## Work task:
In the data below, how many lines contain the word "button"? Answer with the number alone.

## Supplied data:

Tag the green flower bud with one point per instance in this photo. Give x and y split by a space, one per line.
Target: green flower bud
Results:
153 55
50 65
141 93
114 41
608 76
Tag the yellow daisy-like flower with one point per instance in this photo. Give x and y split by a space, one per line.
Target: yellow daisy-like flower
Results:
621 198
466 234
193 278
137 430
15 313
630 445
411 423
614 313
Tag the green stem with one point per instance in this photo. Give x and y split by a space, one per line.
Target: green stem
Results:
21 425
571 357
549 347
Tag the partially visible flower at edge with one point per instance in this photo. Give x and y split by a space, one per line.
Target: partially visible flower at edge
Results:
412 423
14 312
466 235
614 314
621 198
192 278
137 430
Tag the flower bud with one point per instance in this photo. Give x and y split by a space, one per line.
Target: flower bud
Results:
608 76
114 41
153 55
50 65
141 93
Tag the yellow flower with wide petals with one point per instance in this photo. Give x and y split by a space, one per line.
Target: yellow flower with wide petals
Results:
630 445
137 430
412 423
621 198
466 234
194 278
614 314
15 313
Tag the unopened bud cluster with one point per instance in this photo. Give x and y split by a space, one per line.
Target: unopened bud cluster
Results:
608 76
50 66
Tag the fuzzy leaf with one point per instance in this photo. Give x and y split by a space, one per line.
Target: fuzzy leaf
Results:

==

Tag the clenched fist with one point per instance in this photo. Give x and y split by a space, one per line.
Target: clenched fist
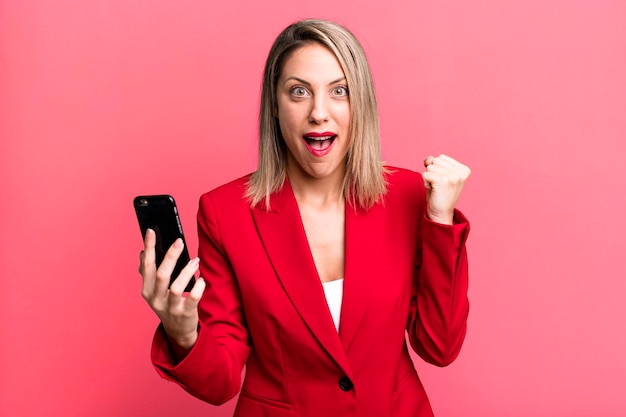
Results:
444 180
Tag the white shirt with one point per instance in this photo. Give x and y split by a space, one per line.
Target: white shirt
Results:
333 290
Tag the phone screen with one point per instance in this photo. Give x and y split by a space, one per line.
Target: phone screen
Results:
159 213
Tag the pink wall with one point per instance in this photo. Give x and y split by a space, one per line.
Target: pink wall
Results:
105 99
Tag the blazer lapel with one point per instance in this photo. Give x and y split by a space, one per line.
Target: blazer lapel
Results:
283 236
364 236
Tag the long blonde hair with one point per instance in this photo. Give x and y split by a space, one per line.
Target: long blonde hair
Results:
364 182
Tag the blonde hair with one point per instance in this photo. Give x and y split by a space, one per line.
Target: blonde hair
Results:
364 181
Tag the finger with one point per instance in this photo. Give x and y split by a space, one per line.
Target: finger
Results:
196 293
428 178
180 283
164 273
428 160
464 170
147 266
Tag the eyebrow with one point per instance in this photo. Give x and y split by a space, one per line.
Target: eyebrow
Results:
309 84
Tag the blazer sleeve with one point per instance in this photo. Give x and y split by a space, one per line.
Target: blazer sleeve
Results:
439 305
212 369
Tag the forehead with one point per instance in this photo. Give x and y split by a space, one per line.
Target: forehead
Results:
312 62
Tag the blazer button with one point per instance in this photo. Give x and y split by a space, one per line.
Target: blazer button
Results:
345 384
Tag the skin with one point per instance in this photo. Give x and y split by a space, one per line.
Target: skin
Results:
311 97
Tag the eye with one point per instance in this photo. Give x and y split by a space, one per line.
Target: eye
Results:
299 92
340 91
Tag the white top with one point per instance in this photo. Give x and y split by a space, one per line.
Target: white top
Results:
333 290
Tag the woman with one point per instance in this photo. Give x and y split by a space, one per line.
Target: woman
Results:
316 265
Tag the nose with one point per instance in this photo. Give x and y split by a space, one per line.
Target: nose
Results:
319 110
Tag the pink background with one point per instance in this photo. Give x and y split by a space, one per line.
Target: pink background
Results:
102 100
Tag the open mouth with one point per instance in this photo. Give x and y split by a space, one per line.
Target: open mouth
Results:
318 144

## Answer space:
2